Aim of the task: The records below are to be reproduced word for word.

Data excerpts:
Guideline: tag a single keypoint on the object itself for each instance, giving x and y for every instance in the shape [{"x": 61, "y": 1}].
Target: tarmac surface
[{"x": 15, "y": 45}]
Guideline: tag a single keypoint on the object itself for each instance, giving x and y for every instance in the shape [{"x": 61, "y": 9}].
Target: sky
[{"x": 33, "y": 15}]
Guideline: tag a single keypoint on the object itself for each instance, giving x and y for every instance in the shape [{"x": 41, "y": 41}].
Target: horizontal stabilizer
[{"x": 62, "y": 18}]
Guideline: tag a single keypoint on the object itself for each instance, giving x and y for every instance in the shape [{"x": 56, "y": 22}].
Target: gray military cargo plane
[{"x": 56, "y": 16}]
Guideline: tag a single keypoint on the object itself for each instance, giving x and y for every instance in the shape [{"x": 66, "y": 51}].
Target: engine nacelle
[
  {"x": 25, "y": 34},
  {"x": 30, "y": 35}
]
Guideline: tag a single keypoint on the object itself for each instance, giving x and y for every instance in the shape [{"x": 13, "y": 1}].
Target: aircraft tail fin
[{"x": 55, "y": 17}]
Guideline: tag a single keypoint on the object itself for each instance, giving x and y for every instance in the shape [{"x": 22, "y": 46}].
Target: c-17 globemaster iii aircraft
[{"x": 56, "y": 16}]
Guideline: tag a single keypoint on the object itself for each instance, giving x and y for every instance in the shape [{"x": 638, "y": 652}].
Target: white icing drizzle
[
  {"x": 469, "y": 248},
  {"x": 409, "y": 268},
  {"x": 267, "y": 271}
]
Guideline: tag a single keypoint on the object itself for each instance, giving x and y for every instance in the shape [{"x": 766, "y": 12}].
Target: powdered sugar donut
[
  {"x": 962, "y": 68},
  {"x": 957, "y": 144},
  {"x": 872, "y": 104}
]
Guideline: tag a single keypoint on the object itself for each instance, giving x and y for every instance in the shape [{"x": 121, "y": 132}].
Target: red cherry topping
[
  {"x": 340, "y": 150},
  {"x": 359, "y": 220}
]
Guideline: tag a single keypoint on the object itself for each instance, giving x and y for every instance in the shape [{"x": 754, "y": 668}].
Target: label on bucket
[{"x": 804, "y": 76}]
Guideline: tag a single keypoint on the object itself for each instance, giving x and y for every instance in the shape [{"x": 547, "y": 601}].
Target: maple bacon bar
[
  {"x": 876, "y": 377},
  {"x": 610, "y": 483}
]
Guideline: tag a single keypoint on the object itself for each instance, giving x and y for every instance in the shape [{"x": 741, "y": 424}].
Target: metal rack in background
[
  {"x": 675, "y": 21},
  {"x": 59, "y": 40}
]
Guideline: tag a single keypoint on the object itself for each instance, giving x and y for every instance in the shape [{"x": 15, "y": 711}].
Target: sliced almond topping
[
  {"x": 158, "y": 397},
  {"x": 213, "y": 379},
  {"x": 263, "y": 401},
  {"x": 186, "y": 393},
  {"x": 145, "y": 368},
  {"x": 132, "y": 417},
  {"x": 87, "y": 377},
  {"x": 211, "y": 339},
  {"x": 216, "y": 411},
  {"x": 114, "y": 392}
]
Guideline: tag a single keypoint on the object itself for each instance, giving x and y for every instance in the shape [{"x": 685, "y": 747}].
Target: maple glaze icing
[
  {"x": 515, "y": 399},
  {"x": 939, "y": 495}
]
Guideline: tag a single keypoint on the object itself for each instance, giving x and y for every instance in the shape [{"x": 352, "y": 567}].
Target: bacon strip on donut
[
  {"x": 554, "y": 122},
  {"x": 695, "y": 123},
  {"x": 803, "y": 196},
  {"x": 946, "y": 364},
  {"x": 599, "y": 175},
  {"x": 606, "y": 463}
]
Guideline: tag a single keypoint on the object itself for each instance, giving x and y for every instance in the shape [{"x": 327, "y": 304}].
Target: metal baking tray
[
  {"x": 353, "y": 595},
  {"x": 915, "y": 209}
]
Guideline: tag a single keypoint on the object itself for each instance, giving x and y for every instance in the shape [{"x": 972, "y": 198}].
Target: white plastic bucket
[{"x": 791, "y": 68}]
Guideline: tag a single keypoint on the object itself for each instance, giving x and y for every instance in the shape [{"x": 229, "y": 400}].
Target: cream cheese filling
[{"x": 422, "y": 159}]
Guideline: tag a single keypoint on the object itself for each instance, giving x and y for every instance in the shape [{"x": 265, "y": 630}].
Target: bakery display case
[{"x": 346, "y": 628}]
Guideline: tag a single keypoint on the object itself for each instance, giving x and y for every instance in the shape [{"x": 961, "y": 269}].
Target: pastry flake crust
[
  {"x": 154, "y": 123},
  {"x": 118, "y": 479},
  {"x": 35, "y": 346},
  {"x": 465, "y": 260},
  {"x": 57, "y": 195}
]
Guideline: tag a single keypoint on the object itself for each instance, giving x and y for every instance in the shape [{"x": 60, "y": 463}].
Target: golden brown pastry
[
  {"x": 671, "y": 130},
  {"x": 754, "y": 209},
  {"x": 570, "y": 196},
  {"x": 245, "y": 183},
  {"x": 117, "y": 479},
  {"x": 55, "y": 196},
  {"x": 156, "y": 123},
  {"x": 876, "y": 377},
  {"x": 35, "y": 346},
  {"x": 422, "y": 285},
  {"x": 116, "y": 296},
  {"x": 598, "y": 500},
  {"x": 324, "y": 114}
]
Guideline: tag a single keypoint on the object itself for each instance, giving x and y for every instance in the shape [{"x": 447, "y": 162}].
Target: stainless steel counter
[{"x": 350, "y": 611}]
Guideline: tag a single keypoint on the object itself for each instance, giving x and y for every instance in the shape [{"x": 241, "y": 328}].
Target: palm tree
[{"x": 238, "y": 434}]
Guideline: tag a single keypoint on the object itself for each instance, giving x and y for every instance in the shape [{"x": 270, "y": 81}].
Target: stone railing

Solution to this exercise:
Guideline: tag a single keypoint on the object itself for each instance, giving x and y for every instance in the shape [{"x": 61, "y": 1}].
Target: tarmac surface
[{"x": 15, "y": 45}]
Guideline: tag a single keypoint on the object itself for each instance, giving x and y for every instance in the shape [{"x": 61, "y": 9}].
Target: sky
[{"x": 33, "y": 15}]
Guideline: tag a single keypoint on the object itself for each instance, giving x and y for every instance in the shape [{"x": 41, "y": 41}].
Target: horizontal stabilizer
[{"x": 62, "y": 18}]
Guideline: tag a single keypoint on the object itself for each instance, giving x and y for every instance in the shape [{"x": 56, "y": 22}].
Target: gray military cargo plane
[{"x": 56, "y": 16}]
Guideline: tag a single keypoint on the object itself for each instance, giving x and y for every instance in the shape [{"x": 66, "y": 51}].
Target: engine nacelle
[
  {"x": 25, "y": 34},
  {"x": 30, "y": 35}
]
Guideline: tag a single keypoint on the object itself for each instance, giving x and y for every instance in the shape [{"x": 13, "y": 1}].
Target: aircraft tail fin
[{"x": 55, "y": 17}]
Guideline: tag a single keypoint on the object itself for each instance, giving x and y for every instance in the shape [{"x": 22, "y": 46}].
Target: c-17 globemaster iii aircraft
[{"x": 56, "y": 16}]
Guideline: tag a single keypoint on the object itself for each instance, giving x and y for every instance in the shape [{"x": 638, "y": 652}].
Target: white icing drizzle
[
  {"x": 469, "y": 248},
  {"x": 409, "y": 268},
  {"x": 267, "y": 271}
]
Guideline: tag a single keypoint on the object itself for each instance, giving x and y for every instance in the shape [{"x": 766, "y": 12}].
Target: powdered sugar donut
[
  {"x": 962, "y": 68},
  {"x": 957, "y": 144},
  {"x": 872, "y": 104}
]
Guideline: tag a single keypoint on the object itself for each instance, giving x and y for every instance in the shape [{"x": 121, "y": 132}].
Target: red cherry topping
[
  {"x": 340, "y": 150},
  {"x": 359, "y": 220}
]
Guideline: tag a single keypoint on the object itself for each instance, giving x and y for every instance in the shape [{"x": 754, "y": 668}].
Target: label on bucket
[{"x": 804, "y": 76}]
Guideline: tag a single keypoint on the object itself for each instance, giving x and y for every instance in the shape [{"x": 547, "y": 601}].
Target: maple bacon bar
[
  {"x": 876, "y": 377},
  {"x": 610, "y": 483}
]
Guideline: tag a single keypoint on the object itself for each instance, giving x and y for every instance in the shape [{"x": 741, "y": 424}].
Target: metal rack in background
[
  {"x": 675, "y": 21},
  {"x": 59, "y": 40}
]
Guideline: tag a single keypoint on the object itself for each instance, giving x and y for every instance in the shape [{"x": 15, "y": 711}].
Target: sliced almond topping
[
  {"x": 158, "y": 397},
  {"x": 213, "y": 379},
  {"x": 263, "y": 401},
  {"x": 186, "y": 393},
  {"x": 145, "y": 368},
  {"x": 132, "y": 417},
  {"x": 87, "y": 377},
  {"x": 211, "y": 339},
  {"x": 216, "y": 411},
  {"x": 114, "y": 392}
]
Guideline: tag a single keypoint on the object itself for each instance, giving x and y for every instance in the shape [{"x": 685, "y": 747}].
Target: maple glaze icing
[
  {"x": 515, "y": 399},
  {"x": 939, "y": 495}
]
Guideline: tag a single keypoint on the object itself for each instance, giving x and y for every instance in the shape [{"x": 352, "y": 567}].
Target: bacon strip on donut
[
  {"x": 554, "y": 122},
  {"x": 695, "y": 123},
  {"x": 803, "y": 196},
  {"x": 946, "y": 364},
  {"x": 599, "y": 175},
  {"x": 606, "y": 463}
]
Guideline: tag a single keypoint on the object itself for each instance, giving x and y for every instance in the shape [{"x": 327, "y": 304}].
Target: metal baking tray
[
  {"x": 353, "y": 595},
  {"x": 915, "y": 209}
]
Guideline: tag a single keypoint on the object itself for each instance, giving x and y for every instance in the shape [{"x": 972, "y": 198}].
Target: white plastic bucket
[{"x": 791, "y": 68}]
Guideline: tag a single keypoint on the object itself for each instance, giving x and y for every instance in the shape [{"x": 229, "y": 400}].
Target: cream cheese filling
[{"x": 422, "y": 159}]
Guideline: tag a single keypoint on the object itself for each instance, giving x and y for every instance in the shape [{"x": 265, "y": 630}].
Target: bakery display case
[{"x": 346, "y": 628}]
Guideline: tag a single keypoint on the object itself for each instance, giving x and y for every instance in the shape [{"x": 961, "y": 269}].
Target: pastry flake crust
[
  {"x": 154, "y": 123},
  {"x": 118, "y": 479},
  {"x": 35, "y": 346},
  {"x": 465, "y": 260},
  {"x": 57, "y": 195}
]
Guideline: tag a single keypoint on the object itself for each instance, giving x and y for every instance in the shape [{"x": 60, "y": 463}].
Target: golden brown pastry
[
  {"x": 671, "y": 130},
  {"x": 754, "y": 209},
  {"x": 570, "y": 196},
  {"x": 245, "y": 183},
  {"x": 117, "y": 479},
  {"x": 55, "y": 196},
  {"x": 156, "y": 123},
  {"x": 876, "y": 377},
  {"x": 35, "y": 346},
  {"x": 422, "y": 285},
  {"x": 116, "y": 296},
  {"x": 598, "y": 500},
  {"x": 324, "y": 114}
]
Guideline: tag a single keypoint on the object itself for each instance, giving x and y for every instance in the shape [{"x": 447, "y": 162}].
Target: stainless steel counter
[{"x": 350, "y": 611}]
Guideline: tag a single keypoint on the object itself for each instance, giving x and y for every instance in the shape [{"x": 241, "y": 328}].
Target: palm tree
[{"x": 238, "y": 434}]
Guideline: tag a single keypoint on the object itself for each instance, giving x and y for every instance in the shape [{"x": 270, "y": 81}].
Target: stone railing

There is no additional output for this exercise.